__Data extract__:
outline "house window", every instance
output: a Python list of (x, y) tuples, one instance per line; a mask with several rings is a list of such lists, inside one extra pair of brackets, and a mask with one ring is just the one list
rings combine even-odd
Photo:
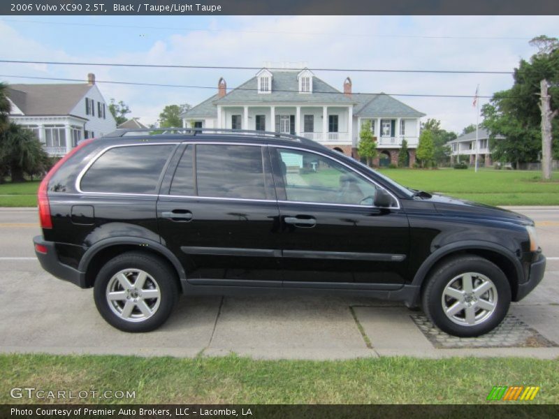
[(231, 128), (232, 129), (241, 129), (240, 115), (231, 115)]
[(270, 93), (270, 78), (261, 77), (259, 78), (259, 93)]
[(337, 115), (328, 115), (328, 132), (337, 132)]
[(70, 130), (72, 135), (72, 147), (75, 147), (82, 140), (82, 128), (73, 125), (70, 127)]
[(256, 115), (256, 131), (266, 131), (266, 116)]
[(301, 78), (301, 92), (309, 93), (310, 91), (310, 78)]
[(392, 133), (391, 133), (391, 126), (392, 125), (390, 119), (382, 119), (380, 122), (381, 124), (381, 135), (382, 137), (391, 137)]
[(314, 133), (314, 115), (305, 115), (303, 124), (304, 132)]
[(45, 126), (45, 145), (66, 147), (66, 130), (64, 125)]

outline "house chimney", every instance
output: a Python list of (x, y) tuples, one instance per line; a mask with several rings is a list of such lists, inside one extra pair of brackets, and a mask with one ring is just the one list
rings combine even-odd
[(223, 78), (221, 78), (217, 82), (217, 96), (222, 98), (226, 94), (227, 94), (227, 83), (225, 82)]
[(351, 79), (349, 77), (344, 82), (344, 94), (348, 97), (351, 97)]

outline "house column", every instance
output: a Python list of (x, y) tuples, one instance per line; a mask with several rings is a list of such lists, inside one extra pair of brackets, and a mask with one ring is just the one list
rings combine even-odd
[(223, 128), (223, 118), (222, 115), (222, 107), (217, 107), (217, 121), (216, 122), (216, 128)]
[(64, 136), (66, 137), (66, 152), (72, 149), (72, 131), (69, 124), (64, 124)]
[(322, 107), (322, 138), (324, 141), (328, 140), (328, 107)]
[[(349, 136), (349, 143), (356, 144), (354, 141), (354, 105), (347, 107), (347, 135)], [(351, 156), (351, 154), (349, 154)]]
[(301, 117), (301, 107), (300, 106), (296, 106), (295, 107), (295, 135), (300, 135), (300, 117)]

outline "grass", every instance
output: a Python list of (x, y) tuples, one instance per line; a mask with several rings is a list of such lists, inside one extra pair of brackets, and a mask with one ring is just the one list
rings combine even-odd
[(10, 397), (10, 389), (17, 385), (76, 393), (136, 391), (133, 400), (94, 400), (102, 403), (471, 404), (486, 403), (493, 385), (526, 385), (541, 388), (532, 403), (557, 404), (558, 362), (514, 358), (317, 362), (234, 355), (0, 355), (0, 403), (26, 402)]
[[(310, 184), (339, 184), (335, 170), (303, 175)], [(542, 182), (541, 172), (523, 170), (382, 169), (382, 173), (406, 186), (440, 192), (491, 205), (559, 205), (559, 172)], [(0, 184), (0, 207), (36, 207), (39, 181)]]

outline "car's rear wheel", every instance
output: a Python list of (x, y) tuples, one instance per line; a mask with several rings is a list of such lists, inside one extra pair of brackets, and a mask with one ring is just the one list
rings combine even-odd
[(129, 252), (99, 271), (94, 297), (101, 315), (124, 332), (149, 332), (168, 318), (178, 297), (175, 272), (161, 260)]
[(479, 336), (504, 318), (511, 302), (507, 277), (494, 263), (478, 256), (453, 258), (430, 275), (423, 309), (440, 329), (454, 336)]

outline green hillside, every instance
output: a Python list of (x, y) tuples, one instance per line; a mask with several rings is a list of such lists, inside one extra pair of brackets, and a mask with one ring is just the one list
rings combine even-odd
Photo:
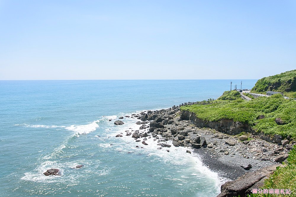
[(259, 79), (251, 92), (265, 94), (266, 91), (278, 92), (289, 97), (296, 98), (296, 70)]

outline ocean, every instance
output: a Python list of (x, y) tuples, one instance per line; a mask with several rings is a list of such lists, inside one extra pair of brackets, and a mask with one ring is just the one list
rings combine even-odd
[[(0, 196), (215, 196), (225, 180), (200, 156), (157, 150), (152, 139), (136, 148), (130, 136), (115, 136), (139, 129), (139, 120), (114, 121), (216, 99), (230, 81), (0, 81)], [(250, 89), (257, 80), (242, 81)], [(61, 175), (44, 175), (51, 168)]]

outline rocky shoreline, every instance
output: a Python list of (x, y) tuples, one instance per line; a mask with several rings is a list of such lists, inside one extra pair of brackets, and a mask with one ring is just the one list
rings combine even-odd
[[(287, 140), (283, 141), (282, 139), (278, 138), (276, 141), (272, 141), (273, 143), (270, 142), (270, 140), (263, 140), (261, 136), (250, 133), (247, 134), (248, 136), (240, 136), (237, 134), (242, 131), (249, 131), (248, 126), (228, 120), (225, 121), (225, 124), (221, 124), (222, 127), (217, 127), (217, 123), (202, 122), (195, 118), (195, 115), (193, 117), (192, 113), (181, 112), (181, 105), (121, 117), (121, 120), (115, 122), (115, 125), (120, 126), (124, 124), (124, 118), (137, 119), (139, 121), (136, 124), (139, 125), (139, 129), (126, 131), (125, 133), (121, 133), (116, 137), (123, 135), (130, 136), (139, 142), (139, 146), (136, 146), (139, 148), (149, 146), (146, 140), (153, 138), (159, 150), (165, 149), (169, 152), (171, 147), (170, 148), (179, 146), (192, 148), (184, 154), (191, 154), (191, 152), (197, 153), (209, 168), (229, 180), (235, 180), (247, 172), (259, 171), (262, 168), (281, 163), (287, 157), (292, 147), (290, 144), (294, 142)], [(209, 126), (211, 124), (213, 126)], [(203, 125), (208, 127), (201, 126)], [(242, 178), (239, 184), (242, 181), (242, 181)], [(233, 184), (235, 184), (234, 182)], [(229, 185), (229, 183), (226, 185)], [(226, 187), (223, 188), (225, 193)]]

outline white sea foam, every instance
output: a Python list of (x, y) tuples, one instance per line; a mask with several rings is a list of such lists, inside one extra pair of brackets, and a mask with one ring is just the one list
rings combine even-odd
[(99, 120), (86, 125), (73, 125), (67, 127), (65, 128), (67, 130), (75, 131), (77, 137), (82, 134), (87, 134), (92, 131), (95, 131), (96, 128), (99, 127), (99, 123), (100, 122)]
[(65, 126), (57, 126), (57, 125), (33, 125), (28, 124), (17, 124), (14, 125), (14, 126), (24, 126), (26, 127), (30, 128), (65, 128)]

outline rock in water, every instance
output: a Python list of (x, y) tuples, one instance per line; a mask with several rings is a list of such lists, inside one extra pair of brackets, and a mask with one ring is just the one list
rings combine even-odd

__Set task__: Word for word, quote the full listing, omitting every picture.

__Right answer__:
outline "house window", every instance
output: a Python list of (x, y) tuples, one instance per line; a mask with several rings is a list of such lists, inside one extra pair of brackets, and a mask with one ring is just the one list
rings combine even-odd
Photo:
[(231, 128), (232, 129), (241, 129), (240, 115), (231, 115)]
[(270, 93), (270, 78), (261, 77), (259, 78), (259, 93)]
[(337, 115), (328, 115), (328, 132), (337, 132)]
[(70, 130), (72, 135), (72, 147), (75, 147), (82, 140), (82, 128), (73, 125), (70, 127)]
[(256, 115), (256, 131), (266, 131), (266, 116)]
[(301, 78), (301, 92), (309, 93), (310, 91), (310, 78)]
[(392, 133), (391, 133), (391, 126), (392, 125), (390, 119), (382, 119), (380, 122), (381, 124), (381, 135), (382, 137), (391, 137)]
[(314, 133), (314, 115), (305, 115), (303, 124), (304, 132)]
[(45, 126), (45, 145), (66, 147), (66, 130), (64, 125)]

outline "house chimney", every instance
output: a Python list of (x, y) tuples, one instance per line; a mask with several rings is a list of such lists, inside one extra pair of brackets, and a mask with one ring is just the one list
rings combine even-odd
[(223, 78), (221, 78), (217, 82), (217, 96), (222, 98), (226, 94), (227, 94), (227, 83), (225, 82)]
[(351, 79), (349, 77), (344, 82), (344, 94), (348, 97), (351, 97)]

outline "house column", every instance
output: a Python list of (x, y) tuples, one instance per line; a mask with several rings is a list of such lists, inside one extra pair of brackets, and a mask with one ring is just the one list
rings combine even-odd
[(223, 128), (223, 118), (222, 115), (222, 107), (217, 107), (217, 121), (216, 122), (216, 128)]
[(64, 136), (66, 137), (66, 152), (72, 149), (72, 131), (69, 124), (64, 124)]
[(322, 107), (322, 138), (324, 141), (328, 140), (328, 107)]
[[(349, 136), (349, 143), (356, 144), (354, 141), (354, 105), (347, 107), (347, 135)], [(351, 156), (351, 154), (349, 154)]]
[(301, 117), (301, 107), (300, 106), (296, 106), (295, 107), (295, 135), (300, 135), (300, 117)]

outline "grass", every instance
output: a Python list of (x, y) tuples, one instance per line; a mask with several rings is a list of such lists, inside one extra pair of brackets, and a mask with one ring is just the one list
rings combine even-odd
[(10, 397), (10, 389), (17, 385), (76, 393), (136, 391), (133, 400), (94, 400), (102, 403), (471, 404), (486, 403), (493, 385), (526, 385), (541, 388), (532, 403), (557, 404), (558, 362), (514, 358), (317, 362), (234, 355), (0, 355), (0, 403), (26, 402)]
[[(310, 184), (339, 184), (335, 170), (303, 175)], [(542, 182), (541, 172), (523, 170), (382, 169), (382, 173), (406, 186), (440, 192), (491, 205), (559, 205), (559, 172)], [(0, 184), (0, 207), (36, 207), (39, 181)]]

outline "car's rear wheel", every instance
output: a Python list of (x, y) tuples, one instance per line; a mask with several rings is a list of such lists, inside one extra pair of brackets, and a mask with one ring is just the one list
rings combine even-odd
[(129, 252), (99, 271), (94, 297), (101, 315), (124, 332), (149, 332), (168, 318), (178, 297), (175, 272), (161, 260)]
[(479, 336), (504, 318), (511, 302), (507, 277), (494, 263), (478, 256), (453, 258), (430, 275), (423, 309), (440, 329), (454, 336)]

outline green hillside, every instance
output: a Python list of (x, y) tuples, one instance per line; a mask with several rings is a list of such lists, inside one extra pair of brackets, and a mask with one ring is just the one list
rings combine even-odd
Photo:
[(259, 79), (251, 92), (265, 94), (266, 91), (278, 92), (289, 97), (296, 98), (296, 70)]

outline ocean, every instance
output: a Python list of (x, y) tuples, one instance per line; a mask with several rings is a list of such lists, inside one extra pair of brackets, and a mask with one ring is just the one list
rings combine even-odd
[[(0, 196), (215, 196), (225, 180), (200, 156), (157, 150), (152, 139), (136, 148), (130, 136), (115, 136), (139, 129), (139, 120), (114, 121), (216, 99), (230, 81), (0, 81)], [(250, 89), (257, 80), (242, 81)], [(61, 175), (44, 175), (51, 168)]]

outline rocky shoreline, every instance
output: a Python list of (x, y) tuples, one instance per line; a mask with several rings is a list of such lists, inside one extra pair of brackets, and a mask with one ring is just the one list
rings combine even-odd
[[(287, 140), (283, 141), (282, 139), (278, 138), (276, 141), (272, 141), (273, 143), (270, 142), (270, 140), (263, 140), (261, 136), (250, 133), (247, 134), (248, 136), (240, 136), (237, 134), (242, 131), (249, 131), (248, 126), (228, 120), (225, 121), (225, 124), (221, 124), (222, 127), (217, 127), (217, 123), (202, 122), (195, 118), (195, 115), (193, 117), (192, 113), (181, 112), (181, 105), (121, 117), (121, 120), (115, 122), (115, 125), (120, 126), (124, 124), (124, 118), (137, 119), (139, 121), (136, 124), (139, 125), (139, 129), (126, 131), (125, 133), (121, 133), (116, 137), (123, 135), (130, 136), (139, 142), (139, 146), (136, 146), (139, 148), (149, 146), (146, 140), (153, 138), (159, 150), (165, 149), (169, 152), (171, 147), (170, 148), (179, 146), (192, 148), (184, 154), (191, 154), (191, 152), (197, 153), (209, 168), (229, 180), (235, 180), (247, 172), (259, 171), (262, 168), (281, 163), (287, 157), (292, 147), (290, 144), (294, 142)], [(209, 126), (211, 124), (213, 126)], [(203, 125), (208, 127), (201, 126)], [(242, 178), (239, 184), (242, 181), (242, 181)], [(233, 184), (235, 184), (234, 182)], [(229, 185), (229, 183), (226, 185)], [(226, 187), (223, 188), (225, 193)]]

outline white sea foam, every instance
output: a Python list of (x, y) tuples, one instance per line; a mask with several rings is a list of such lists, inside one extra pair of brackets, and a mask with one ring is just the one list
rings combine even-odd
[(99, 120), (86, 125), (73, 125), (67, 127), (65, 128), (67, 130), (75, 131), (77, 137), (82, 134), (87, 134), (92, 131), (95, 131), (96, 128), (99, 127), (99, 123), (100, 122)]
[(65, 126), (57, 126), (57, 125), (33, 125), (28, 124), (17, 124), (14, 125), (14, 126), (24, 126), (26, 127), (30, 128), (65, 128)]

outline rock in water, every instance
output: a Python list of (x, y) tuples, one instance per line; a mask with several rings is a list of such lists, inside one extra pair of brackets, and a mask with one ring is just the one list
rings combine even-odd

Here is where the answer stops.